[Items from a labeling collection]
┌────────

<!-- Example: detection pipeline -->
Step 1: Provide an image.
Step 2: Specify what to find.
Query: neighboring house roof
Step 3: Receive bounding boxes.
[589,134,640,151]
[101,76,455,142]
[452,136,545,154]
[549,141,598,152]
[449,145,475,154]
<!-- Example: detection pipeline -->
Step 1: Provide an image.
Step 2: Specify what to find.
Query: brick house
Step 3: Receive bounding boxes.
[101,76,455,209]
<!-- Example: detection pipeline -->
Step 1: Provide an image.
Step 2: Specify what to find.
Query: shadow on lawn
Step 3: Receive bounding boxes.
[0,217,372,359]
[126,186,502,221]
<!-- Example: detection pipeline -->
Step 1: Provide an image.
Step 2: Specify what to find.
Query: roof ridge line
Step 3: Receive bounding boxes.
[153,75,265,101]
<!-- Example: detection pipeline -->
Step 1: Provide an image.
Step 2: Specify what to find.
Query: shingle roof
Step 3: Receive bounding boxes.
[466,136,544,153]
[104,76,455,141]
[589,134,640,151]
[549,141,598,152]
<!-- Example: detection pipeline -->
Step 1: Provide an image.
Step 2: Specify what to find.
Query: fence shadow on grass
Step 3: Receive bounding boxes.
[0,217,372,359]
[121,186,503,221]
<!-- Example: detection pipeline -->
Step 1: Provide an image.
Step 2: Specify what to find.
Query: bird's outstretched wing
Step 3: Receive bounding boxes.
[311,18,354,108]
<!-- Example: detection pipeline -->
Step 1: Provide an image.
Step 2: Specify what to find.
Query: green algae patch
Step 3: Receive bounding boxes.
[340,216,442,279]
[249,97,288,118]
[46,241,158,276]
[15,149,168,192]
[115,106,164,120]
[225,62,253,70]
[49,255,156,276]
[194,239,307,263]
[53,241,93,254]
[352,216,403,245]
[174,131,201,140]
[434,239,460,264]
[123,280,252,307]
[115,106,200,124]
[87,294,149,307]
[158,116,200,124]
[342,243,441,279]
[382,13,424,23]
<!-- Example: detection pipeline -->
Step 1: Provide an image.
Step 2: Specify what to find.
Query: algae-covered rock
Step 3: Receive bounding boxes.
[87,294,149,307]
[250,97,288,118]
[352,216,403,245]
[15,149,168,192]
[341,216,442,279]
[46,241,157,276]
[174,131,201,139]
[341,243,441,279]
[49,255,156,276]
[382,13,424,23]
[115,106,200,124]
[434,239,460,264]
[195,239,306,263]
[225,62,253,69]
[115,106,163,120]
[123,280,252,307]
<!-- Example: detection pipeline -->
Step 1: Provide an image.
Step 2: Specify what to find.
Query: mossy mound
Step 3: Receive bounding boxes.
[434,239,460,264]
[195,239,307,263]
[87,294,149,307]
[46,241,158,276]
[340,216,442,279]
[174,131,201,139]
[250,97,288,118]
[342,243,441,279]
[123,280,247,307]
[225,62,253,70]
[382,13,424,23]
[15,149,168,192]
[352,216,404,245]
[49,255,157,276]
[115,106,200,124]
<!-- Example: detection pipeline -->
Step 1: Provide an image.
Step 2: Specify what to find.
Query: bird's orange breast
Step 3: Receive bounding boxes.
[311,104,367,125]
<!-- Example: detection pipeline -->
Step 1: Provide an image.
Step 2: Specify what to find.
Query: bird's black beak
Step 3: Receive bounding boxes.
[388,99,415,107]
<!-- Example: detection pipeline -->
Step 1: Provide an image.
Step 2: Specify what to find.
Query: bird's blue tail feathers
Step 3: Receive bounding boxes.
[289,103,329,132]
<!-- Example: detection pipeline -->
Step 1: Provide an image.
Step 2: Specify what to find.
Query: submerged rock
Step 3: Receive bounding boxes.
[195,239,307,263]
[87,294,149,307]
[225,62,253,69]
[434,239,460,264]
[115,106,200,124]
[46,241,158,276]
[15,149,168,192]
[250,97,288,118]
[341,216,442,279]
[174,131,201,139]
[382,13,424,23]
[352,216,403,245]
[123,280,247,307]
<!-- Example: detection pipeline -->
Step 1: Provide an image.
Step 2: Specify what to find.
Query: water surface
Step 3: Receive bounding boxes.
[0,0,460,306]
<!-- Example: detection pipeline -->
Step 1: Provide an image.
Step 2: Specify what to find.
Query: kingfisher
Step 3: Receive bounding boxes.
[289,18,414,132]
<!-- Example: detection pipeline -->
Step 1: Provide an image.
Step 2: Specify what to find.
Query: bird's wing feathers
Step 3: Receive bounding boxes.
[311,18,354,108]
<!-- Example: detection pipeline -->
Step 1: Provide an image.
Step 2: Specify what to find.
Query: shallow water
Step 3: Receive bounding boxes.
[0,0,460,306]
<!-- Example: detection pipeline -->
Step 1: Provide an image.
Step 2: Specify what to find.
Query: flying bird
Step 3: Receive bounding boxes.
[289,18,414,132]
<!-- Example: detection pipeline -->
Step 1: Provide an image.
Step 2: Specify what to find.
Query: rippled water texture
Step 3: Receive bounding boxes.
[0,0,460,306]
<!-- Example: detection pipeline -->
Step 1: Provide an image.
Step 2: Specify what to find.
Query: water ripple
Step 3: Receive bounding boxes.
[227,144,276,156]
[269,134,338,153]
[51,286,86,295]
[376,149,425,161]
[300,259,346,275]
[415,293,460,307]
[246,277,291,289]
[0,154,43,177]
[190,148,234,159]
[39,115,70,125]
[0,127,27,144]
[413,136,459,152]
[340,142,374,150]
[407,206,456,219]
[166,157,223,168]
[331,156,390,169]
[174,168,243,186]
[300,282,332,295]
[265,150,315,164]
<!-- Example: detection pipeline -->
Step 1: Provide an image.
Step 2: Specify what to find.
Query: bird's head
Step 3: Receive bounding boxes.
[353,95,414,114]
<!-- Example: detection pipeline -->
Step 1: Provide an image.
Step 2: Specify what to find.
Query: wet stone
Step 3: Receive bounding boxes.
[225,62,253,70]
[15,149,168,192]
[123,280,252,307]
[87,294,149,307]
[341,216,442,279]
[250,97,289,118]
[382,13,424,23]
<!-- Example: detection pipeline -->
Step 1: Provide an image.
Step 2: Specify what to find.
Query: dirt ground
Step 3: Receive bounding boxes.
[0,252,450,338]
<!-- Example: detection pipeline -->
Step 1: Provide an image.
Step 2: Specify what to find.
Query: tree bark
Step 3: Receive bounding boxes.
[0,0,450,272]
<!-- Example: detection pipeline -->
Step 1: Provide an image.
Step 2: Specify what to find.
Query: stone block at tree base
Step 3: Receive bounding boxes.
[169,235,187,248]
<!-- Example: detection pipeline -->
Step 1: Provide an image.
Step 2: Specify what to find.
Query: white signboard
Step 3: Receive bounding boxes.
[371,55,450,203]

└────────

(JOB):
Convert every line above into a JSON list of strings, one string per line, and omit blank lines.

(SOLUTION FOR THIS EXERCISE):
[
  "<!-- Example: detection pipeline -->",
  "Step 1: Provide an image.",
  "Step 2: Specify what to find.",
  "Query: neighboring house roof",
  "Step 3: Receive bounding boxes.",
  "[589,134,640,151]",
  "[101,76,455,142]",
  "[452,136,545,154]",
  "[549,141,598,152]",
  "[449,145,475,154]",
  "<!-- Example: detection pipeline -->",
  "Step 1: Provide an image.",
  "Step 2: Specify what to find.",
  "Query: brick house",
  "Step 3: Receive bounding boxes.",
  "[101,76,455,209]",
  "<!-- Example: detection pipeline -->",
  "Step 1: Provide an image.",
  "Step 2: Specify what to find.",
  "Query: shadow on lawn",
  "Step 3: Receive bounding boxes.",
  "[0,217,372,359]",
  "[126,186,502,221]",
  "<!-- Example: detection pipeline -->",
  "Step 1: Provide an image.",
  "Step 2: Specify what to find.",
  "Query: roof ridge line",
  "Step 3: Receive bounding boxes.",
  "[153,75,265,101]",
  "<!-- Example: detection pipeline -->",
  "Step 1: Provide an image.",
  "Step 2: Specify what to find.",
  "Query: shingle roof",
  "Step 3: Receive bounding boxes.",
  "[466,136,544,153]",
  "[104,76,455,141]",
  "[589,134,640,151]",
  "[549,141,598,152]",
  "<!-- Example: detection pipeline -->",
  "Step 1: Provide an image.",
  "Step 2: Specify what to find.",
  "Query: fence shadow on grass",
  "Step 3: Receive bounding boxes.",
  "[0,217,372,359]",
  "[121,186,503,221]",
  "<!-- Example: detection pipeline -->",
  "Step 1: Provide an image.",
  "Step 2: Specify what to find.",
  "Query: bird's outstretched wing",
  "Step 3: Receive bounding boxes.",
  "[311,18,354,108]",
  "<!-- Example: detection pipeline -->",
  "Step 1: Provide an image.",
  "Step 2: Specify what to find.",
  "Query: green algae patch",
  "Step 3: Receive bounding boxes.",
  "[340,216,442,279]",
  "[249,97,288,118]",
  "[46,241,158,276]",
  "[15,149,168,192]",
  "[115,106,164,120]",
  "[225,62,253,70]",
  "[49,255,156,276]",
  "[194,239,307,263]",
  "[53,241,93,254]",
  "[352,216,403,245]",
  "[174,131,201,140]",
  "[434,239,460,264]",
  "[123,280,252,307]",
  "[115,106,200,124]",
  "[87,294,149,307]",
  "[158,116,200,124]",
  "[342,243,441,279]",
  "[382,13,424,23]",
  "<!-- Example: detection pipeline -->",
  "Step 1: Provide an image.",
  "Step 2: Specify what to find.",
  "Query: algae-covered rock",
  "Step 3: Receive bounding boxes.",
  "[87,294,149,307]",
  "[250,97,288,118]",
  "[352,216,403,245]",
  "[15,149,168,192]",
  "[341,216,442,279]",
  "[46,241,157,276]",
  "[174,131,201,139]",
  "[341,243,441,279]",
  "[49,255,156,276]",
  "[382,13,424,23]",
  "[115,106,200,124]",
  "[434,239,460,264]",
  "[195,239,306,263]",
  "[225,62,253,69]",
  "[115,106,163,120]",
  "[123,280,252,307]",
  "<!-- Example: detection pipeline -->",
  "Step 1: Provide an image.",
  "Step 2: Specify what to find.",
  "Query: mossy mound",
  "Step 3: Receive bounding boxes.",
  "[434,239,460,264]",
  "[195,239,307,263]",
  "[87,294,149,307]",
  "[46,241,158,276]",
  "[340,216,442,279]",
  "[174,131,201,139]",
  "[250,97,288,118]",
  "[342,243,441,279]",
  "[123,280,247,307]",
  "[225,62,253,70]",
  "[382,13,424,23]",
  "[15,149,168,192]",
  "[352,216,404,245]",
  "[49,255,157,276]",
  "[115,106,200,124]",
  "<!-- Example: detection pipeline -->",
  "Step 1: Provide an image.",
  "Step 2: Specify what to find.",
  "Query: bird's orange breast",
  "Step 3: Receive bounding boxes.",
  "[311,104,367,125]",
  "<!-- Example: detection pipeline -->",
  "Step 1: Provide an image.",
  "Step 2: Specify what to find.",
  "Query: bird's black beak",
  "Step 3: Receive bounding boxes.",
  "[388,99,415,107]",
  "<!-- Example: detection pipeline -->",
  "Step 1: Provide an image.",
  "Step 2: Specify what to find.",
  "Query: bird's blue tail feathers",
  "Step 3: Receive bounding boxes.",
  "[289,103,329,132]",
  "<!-- Example: detection pipeline -->",
  "Step 1: Provide an image.",
  "Step 2: Specify what to find.",
  "Query: submerged rock",
  "Step 3: Receive bounding boxes.",
  "[195,239,307,263]",
  "[87,294,149,307]",
  "[225,62,253,69]",
  "[434,239,460,264]",
  "[115,106,200,124]",
  "[46,241,158,276]",
  "[15,149,168,192]",
  "[250,97,288,118]",
  "[341,216,442,279]",
  "[174,131,201,139]",
  "[382,13,424,23]",
  "[352,216,403,245]",
  "[123,280,247,307]",
  "<!-- Example: detection pipeline -->",
  "Step 1: Provide an image.",
  "Step 2: Specify what to find.",
  "Query: water surface",
  "Step 3: Receive bounding boxes.",
  "[0,0,460,306]",
  "<!-- Example: detection pipeline -->",
  "Step 1: Provide an image.",
  "Step 2: Specify what to find.",
  "Query: kingfisher",
  "Step 3: Receive bounding boxes.",
  "[289,18,414,132]",
  "<!-- Example: detection pipeline -->",
  "Step 1: Provide an image.",
  "Step 2: Specify what to find.",
  "Query: bird's wing feathers",
  "Step 3: Receive bounding boxes.",
  "[311,18,354,108]",
  "<!-- Example: detection pipeline -->",
  "Step 1: Provide an image.",
  "Step 2: Specify what to find.",
  "Query: shallow water",
  "Step 3: Receive bounding boxes.",
  "[0,0,460,306]",
  "<!-- Example: detection pipeline -->",
  "Step 1: Provide an image.",
  "Step 2: Specify what to find.",
  "Query: flying bird",
  "Step 3: Receive bounding boxes.",
  "[289,18,414,132]",
  "<!-- Example: detection pipeline -->",
  "Step 1: Provide an image.",
  "Step 2: Specify what to find.",
  "Query: rippled water texture",
  "Step 3: Receive bounding boxes.",
  "[0,0,460,306]",
  "<!-- Example: detection pipeline -->",
  "Step 1: Provide an image.",
  "Step 2: Specify what to find.",
  "Query: water ripple",
  "Step 3: Receive bounding boxes.",
  "[227,144,276,156]",
  "[269,134,338,153]",
  "[51,286,86,295]",
  "[376,149,425,161]",
  "[300,259,346,275]",
  "[415,293,460,307]",
  "[246,277,291,289]",
  "[0,154,43,177]",
  "[190,148,234,159]",
  "[39,115,70,125]",
  "[0,127,27,144]",
  "[413,136,459,152]",
  "[340,142,374,150]",
  "[407,206,456,219]",
  "[166,157,223,168]",
  "[331,156,390,169]",
  "[174,168,243,186]",
  "[300,282,332,295]",
  "[265,150,315,164]",
  "<!-- Example: detection pipeline -->",
  "Step 1: Provide an image.",
  "Step 2: Specify what to find.",
  "Query: bird's head",
  "Step 3: Receive bounding boxes.",
  "[353,95,414,114]",
  "<!-- Example: detection pipeline -->",
  "Step 1: Provide an image.",
  "Step 2: Specify what to find.",
  "Query: wet stone",
  "Step 3: Receive bounding boxes.",
  "[225,62,253,70]",
  "[15,149,168,192]",
  "[123,280,252,307]",
  "[87,294,149,307]",
  "[341,216,442,279]",
  "[250,97,289,118]",
  "[382,13,424,23]",
  "<!-- Example: detection pipeline -->",
  "Step 1: Provide an image.",
  "Step 2: Specify what to find.",
  "Query: dirt ground",
  "Step 3: Receive bounding boxes.",
  "[0,252,450,338]",
  "<!-- Example: detection pipeline -->",
  "Step 1: Provide an image.",
  "Step 2: Specify what to find.",
  "Query: tree bark",
  "Step 3: Receive bounding boxes.",
  "[0,0,450,272]",
  "<!-- Example: detection pipeline -->",
  "Step 1: Provide an image.",
  "Step 2: Specify what to find.",
  "Query: stone block at tree base",
  "Step 3: Receive bounding boxes.",
  "[169,235,187,248]",
  "<!-- Example: detection pipeline -->",
  "Step 1: Provide an image.",
  "Step 2: Specify what to find.",
  "Query: white signboard",
  "Step 3: Receive bounding boxes.",
  "[371,55,450,203]"
]